What is needed: Below are records to transcribe exactly, without their pictures.

(Images for object localization)

+ + + + +

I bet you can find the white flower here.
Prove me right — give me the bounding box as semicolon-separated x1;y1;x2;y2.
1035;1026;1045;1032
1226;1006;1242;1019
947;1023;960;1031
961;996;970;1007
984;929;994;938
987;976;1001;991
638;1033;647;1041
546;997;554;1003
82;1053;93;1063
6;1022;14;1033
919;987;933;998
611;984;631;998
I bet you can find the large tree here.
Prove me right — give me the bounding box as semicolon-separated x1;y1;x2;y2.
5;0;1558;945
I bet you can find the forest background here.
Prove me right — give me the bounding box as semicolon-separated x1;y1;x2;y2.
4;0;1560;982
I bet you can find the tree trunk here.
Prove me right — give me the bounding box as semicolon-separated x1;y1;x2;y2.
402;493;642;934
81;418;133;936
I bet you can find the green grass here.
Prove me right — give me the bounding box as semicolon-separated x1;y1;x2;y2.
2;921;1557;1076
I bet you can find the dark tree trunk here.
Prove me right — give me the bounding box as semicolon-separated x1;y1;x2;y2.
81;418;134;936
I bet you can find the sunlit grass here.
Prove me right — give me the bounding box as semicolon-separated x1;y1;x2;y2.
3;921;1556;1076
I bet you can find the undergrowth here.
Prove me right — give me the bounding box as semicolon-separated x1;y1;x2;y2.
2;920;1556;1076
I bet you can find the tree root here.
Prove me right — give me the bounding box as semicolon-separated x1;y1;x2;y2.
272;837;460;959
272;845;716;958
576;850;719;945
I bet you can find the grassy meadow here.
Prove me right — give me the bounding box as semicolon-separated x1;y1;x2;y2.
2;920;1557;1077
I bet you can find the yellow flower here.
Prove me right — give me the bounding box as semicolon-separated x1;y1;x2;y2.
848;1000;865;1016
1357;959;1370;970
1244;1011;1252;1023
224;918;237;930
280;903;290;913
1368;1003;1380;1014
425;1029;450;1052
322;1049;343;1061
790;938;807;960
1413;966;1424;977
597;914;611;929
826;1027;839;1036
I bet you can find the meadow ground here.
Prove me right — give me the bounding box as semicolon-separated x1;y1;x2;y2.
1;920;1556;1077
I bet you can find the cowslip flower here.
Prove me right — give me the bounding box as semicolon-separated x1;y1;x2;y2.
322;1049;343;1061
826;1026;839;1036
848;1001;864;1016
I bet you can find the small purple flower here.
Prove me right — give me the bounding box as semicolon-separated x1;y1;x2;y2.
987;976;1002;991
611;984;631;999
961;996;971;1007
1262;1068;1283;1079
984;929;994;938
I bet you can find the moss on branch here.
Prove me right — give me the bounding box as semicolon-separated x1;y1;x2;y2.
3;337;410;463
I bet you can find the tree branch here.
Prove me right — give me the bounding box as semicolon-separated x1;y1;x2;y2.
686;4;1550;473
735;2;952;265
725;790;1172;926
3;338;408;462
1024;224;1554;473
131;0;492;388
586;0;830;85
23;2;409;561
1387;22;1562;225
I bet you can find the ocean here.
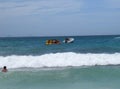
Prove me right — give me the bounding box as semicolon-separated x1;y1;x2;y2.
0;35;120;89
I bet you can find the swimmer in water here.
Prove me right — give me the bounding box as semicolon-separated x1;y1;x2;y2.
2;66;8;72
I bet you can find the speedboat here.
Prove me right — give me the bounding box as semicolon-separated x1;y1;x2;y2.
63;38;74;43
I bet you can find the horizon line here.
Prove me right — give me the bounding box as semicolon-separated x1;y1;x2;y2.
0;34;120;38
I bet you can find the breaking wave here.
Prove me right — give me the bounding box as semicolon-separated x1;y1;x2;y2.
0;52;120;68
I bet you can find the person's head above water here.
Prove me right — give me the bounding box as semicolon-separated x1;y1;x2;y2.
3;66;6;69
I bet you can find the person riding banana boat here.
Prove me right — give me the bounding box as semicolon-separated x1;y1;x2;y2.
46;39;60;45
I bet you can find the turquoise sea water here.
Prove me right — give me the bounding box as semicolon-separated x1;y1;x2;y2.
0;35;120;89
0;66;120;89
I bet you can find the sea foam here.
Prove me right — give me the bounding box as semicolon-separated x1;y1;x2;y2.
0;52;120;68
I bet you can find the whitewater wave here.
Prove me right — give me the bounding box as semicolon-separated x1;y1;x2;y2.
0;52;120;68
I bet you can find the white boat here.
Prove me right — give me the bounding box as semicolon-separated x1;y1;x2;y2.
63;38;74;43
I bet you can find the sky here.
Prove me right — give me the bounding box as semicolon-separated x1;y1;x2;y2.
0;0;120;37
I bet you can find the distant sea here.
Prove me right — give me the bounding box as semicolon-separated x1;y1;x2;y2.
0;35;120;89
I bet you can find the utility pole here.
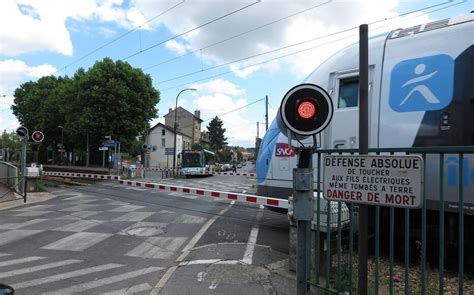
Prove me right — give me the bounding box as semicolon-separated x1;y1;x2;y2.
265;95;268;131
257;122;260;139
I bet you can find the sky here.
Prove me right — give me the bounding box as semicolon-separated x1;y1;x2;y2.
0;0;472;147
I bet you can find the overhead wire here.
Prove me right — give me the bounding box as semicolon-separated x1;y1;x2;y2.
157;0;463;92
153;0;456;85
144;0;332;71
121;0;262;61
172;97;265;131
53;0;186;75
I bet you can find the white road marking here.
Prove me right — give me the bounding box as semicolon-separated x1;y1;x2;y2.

+ + + + +

Output below:
I bet you can find the white flower here.
Prove me right — give me the bounding box as semicolon-separated x1;y1;x2;y2.
1035;1026;1045;1032
1226;1006;1242;1019
947;1023;960;1031
961;996;970;1007
984;929;994;938
987;976;1001;991
638;1033;647;1041
546;997;554;1003
82;1053;93;1063
6;1022;14;1033
919;987;933;998
611;984;631;998
I bet you can find the large tree here.
Prove me right — give me the bounding box as semicolon-separated x1;y1;x2;y2.
5;0;1558;945
I bet you can find the forest background here.
Prove me right — give me the bounding box as semicolon-separated x1;y1;x2;y2.
4;0;1560;982
I bet you can find the tree trunk here.
Prove me right — give me the bounding box as semicolon-separated x1;y1;x2;y2.
402;493;642;934
81;418;133;936
I bet you can find the green grass here.
Prove me right — give me the bounding box as semicolon-separated x1;y1;x2;y2.
2;921;1557;1076
I bet you can find the dark tree trunk here.
Prove me right — give me the bounding box as semicolon-separated x1;y1;x2;y2.
81;418;134;936
I bet you can find the sunlit grass here.
Prove me right — give me the bounding box as semicolon-separated x1;y1;x2;y2.
3;921;1556;1076
I bet you can find the undergrowth here.
Prove me right — give me the bounding box as semicolon-separated x1;y1;x2;y2.
2;920;1556;1076
I bet you can find the tree root here.
Prove me right — give me the bounding box as semicolon-separated x1;y1;x2;y2.
272;837;460;959
272;845;716;958
576;850;719;945
I bet you can find the grassy meadow here.
Prove me right — give me the bounding box as semicolon-separated x1;y1;x2;y2.
2;920;1557;1077
I bet you can find the yellow flower here.
Prove me right — give me the bounding box as semicolon-separated x1;y1;x2;y2.
848;1000;865;1016
1357;959;1370;970
1244;1011;1252;1023
224;918;237;930
280;903;290;913
1368;1003;1380;1014
425;1029;450;1052
322;1049;343;1061
790;938;807;960
1413;966;1424;977
597;914;611;929
826;1027;839;1036
I bet you can find the meadow ground here.
Prove me right — give me the bounding box as semicolon-separated x1;y1;x2;y2.
1;920;1556;1077
I bet you can find the cowslip flower here.
Prove me right — give me the bounding box as semicolon-separated x1;y1;x2;y2.
322;1049;343;1061
826;1026;839;1036
848;1001;864;1016
I bet you can find the small purple flower here.
Prove me right — give me the bounding box as semicolon-separated x1;y1;x2;y2.
987;976;1002;991
611;984;631;999
961;996;971;1007
1262;1068;1283;1079
984;929;994;938
I bet you can find the moss on branch here.
Prove me right — give me the bounding box as semicolon-separated x1;y1;x2;y2.
3;337;410;463
I bet you can find the tree branch here.
Prove me right — give me the bounding box as semicolon-separated x1;y1;x2;y2.
686;4;1550;473
735;2;952;265
725;790;1172;926
3;338;408;462
1024;224;1554;473
131;0;492;388
586;0;830;85
23;2;409;561
1387;22;1562;225
I bet you can find the ocean here.
Prove me right — give me the bounding box as semicolon-separated x1;y1;x2;y2.
0;35;120;89
I bet you can find the swimmer in water here.
Prove me right — give me the bounding box as semicolon-separated x1;y1;x2;y2.
2;66;8;72
I bet you can find the speedboat here.
Prove me right — give me the bounding box as semicolon-separated x1;y1;x2;y2.
63;38;74;43
I bet you can find the horizon line here.
Prove me right — give me the bounding box as semicolon-separated x1;y1;x2;y2.
0;34;120;38
I bet you can find the breaking wave here.
Prove me right — give me the bounding box as semicolon-separated x1;y1;x2;y2.
0;52;120;68
I bet you can find the person's head above water here.
Prove me right — give me the bounding box as semicolon-separated x1;y1;x2;y2.
3;66;6;69
I bet you can find the person riding banana boat here.
Prove me right — give me the bounding box as semicolon-separated x1;y1;x2;y2.
46;39;60;45
I bet you can find the turquoise sea water here.
Prove me right — give me the bounding box as semicolon-separated x1;y1;x2;y2.
0;35;120;89
0;66;120;89
I bet you can find the sea foam here.
Prove me right — give me the bounding box as semicolon-separated x1;y1;x2;y2.
0;52;120;68
I bet you can find the whitewater wave here.
Prove me right — give me the bounding box as semicolon-separated x1;y1;x2;y2.
0;52;120;68
I bet you can find the white boat here.
Prove me right — give me the bounding box as semicolon-separated x1;y1;x2;y2.
63;38;74;43
I bet you can find the sky here.
Prove me right — give me the bounding box as semicolon-separated x1;y1;x2;y2.
0;0;120;37
I bet you can find the distant sea here.
Prove me right — give me the bounding box as semicolon-separated x1;y1;x2;y2.
0;35;120;89
I bet you can find the utility pole here.
Prove me right — give me the bounding box as semicolon-separated x1;y1;x2;y2.
265;95;268;131
257;122;260;139
I bet you can find the sky here.
Prove me right — give me the bounding box as semicolon-separated x1;y1;x2;y2.
0;0;472;147
I bet you can find the overhead wire here.
Prove me right — give me the bounding box as semicolon-separated x1;y1;x2;y2.
157;0;463;92
153;0;456;85
144;0;332;71
121;0;262;61
172;97;265;131
53;0;186;75
I bet you can find the white road marking here.
Prove me right — give me the bounding box as semicolon-separated x1;y1;x2;y2.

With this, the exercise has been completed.